**WHAT YOU ARE ASKED TO DO:**
Print, word for word, the lines of the records starting at the line that contains "trace: **book on shelf**" and ending at the line that contains "Now the **book", including both of those lines.

**EXERCISE INPUT:**

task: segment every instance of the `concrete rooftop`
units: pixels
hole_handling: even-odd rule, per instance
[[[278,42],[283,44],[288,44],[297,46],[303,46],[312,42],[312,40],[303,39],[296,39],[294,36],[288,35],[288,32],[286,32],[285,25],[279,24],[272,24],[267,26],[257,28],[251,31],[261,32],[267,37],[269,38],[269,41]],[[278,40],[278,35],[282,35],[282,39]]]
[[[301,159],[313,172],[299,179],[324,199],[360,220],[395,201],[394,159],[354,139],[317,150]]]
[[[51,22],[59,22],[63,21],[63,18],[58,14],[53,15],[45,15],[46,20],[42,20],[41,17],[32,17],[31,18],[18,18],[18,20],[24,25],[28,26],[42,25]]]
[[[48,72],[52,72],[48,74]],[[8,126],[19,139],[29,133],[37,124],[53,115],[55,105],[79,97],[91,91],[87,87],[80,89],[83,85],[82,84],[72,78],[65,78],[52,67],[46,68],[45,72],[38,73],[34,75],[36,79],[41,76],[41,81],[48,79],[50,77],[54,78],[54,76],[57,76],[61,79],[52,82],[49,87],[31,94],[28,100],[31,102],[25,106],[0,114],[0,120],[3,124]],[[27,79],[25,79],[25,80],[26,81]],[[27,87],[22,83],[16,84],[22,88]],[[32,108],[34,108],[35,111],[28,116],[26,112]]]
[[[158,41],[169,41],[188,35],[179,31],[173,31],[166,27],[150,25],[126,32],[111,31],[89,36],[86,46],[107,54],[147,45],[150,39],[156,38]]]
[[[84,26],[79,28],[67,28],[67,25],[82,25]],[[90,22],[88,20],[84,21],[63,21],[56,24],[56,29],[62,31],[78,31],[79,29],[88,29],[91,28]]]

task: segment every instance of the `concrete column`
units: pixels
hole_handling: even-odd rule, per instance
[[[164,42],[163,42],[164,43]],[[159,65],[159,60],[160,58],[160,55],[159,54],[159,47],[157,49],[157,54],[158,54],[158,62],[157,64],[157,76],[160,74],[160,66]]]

---

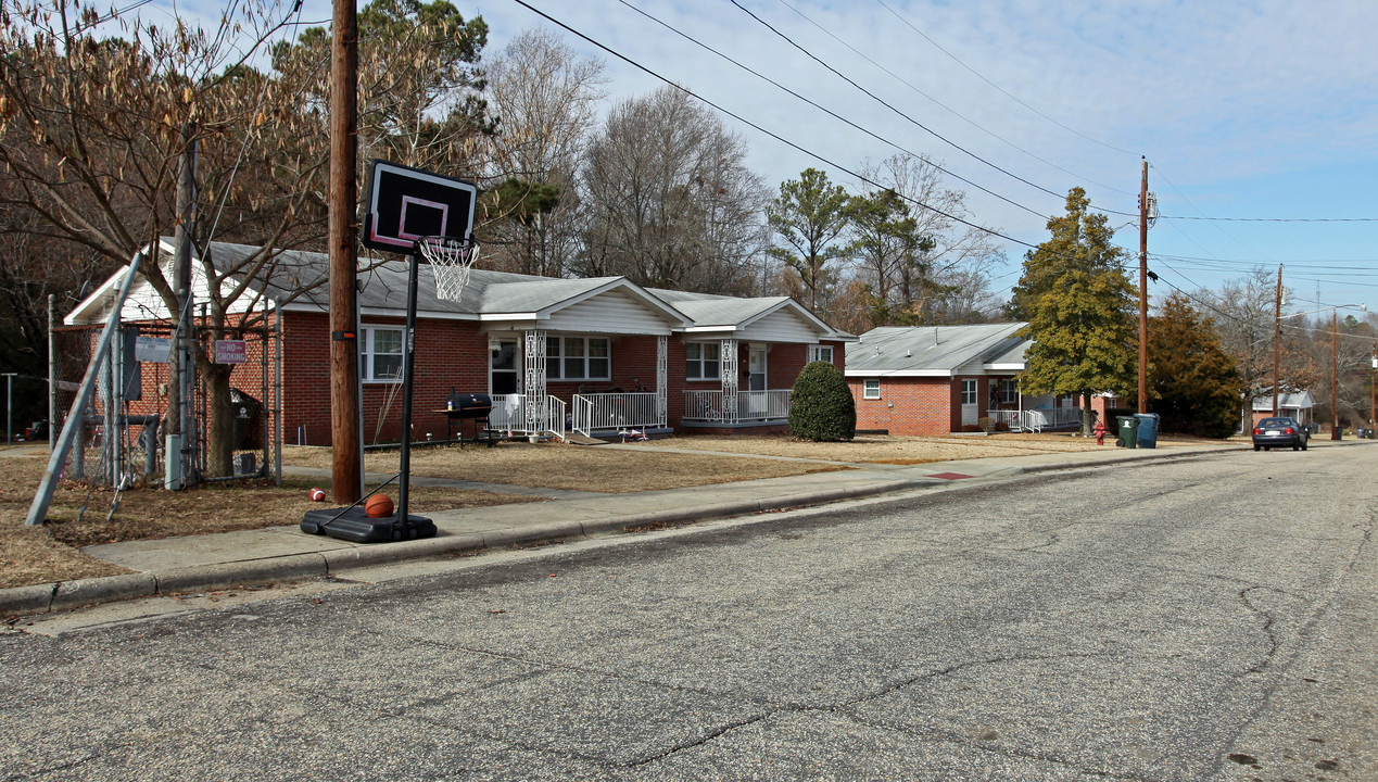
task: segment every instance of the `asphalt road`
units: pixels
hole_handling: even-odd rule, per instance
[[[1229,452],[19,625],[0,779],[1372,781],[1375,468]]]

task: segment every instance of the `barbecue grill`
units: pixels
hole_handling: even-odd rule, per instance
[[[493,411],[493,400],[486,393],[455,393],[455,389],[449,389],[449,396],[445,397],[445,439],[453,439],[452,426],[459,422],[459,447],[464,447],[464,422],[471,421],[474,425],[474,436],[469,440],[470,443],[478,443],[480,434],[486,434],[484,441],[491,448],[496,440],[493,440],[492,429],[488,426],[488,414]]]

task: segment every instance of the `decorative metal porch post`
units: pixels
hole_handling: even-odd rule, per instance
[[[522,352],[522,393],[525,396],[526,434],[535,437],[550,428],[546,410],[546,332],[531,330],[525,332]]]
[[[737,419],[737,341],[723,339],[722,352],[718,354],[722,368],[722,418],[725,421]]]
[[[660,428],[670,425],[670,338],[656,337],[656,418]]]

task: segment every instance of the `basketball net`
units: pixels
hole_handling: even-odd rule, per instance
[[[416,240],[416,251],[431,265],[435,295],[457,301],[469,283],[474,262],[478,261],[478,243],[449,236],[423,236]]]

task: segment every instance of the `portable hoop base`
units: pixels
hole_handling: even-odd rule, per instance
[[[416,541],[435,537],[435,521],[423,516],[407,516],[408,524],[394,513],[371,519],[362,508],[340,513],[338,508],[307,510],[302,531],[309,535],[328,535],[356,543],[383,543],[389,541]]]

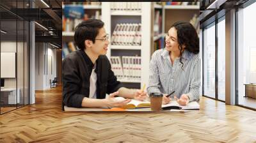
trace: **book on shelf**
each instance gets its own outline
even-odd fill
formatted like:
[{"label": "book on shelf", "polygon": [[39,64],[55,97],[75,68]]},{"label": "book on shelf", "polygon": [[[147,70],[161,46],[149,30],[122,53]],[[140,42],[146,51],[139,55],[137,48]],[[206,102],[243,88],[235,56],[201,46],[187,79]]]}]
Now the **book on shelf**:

**FINISHED TASK:**
trace: **book on shelf**
each instance gets its own outline
even-odd fill
formatted like:
[{"label": "book on shelf", "polygon": [[39,64],[55,97],[75,68]]},{"label": "book on shelf", "polygon": [[[147,70],[161,46],[149,30],[122,53]],[[140,42],[146,51],[139,55],[137,48]],[[206,102],[243,88],[235,56],[201,46],[187,79]]]}]
Now the **book on shelf**:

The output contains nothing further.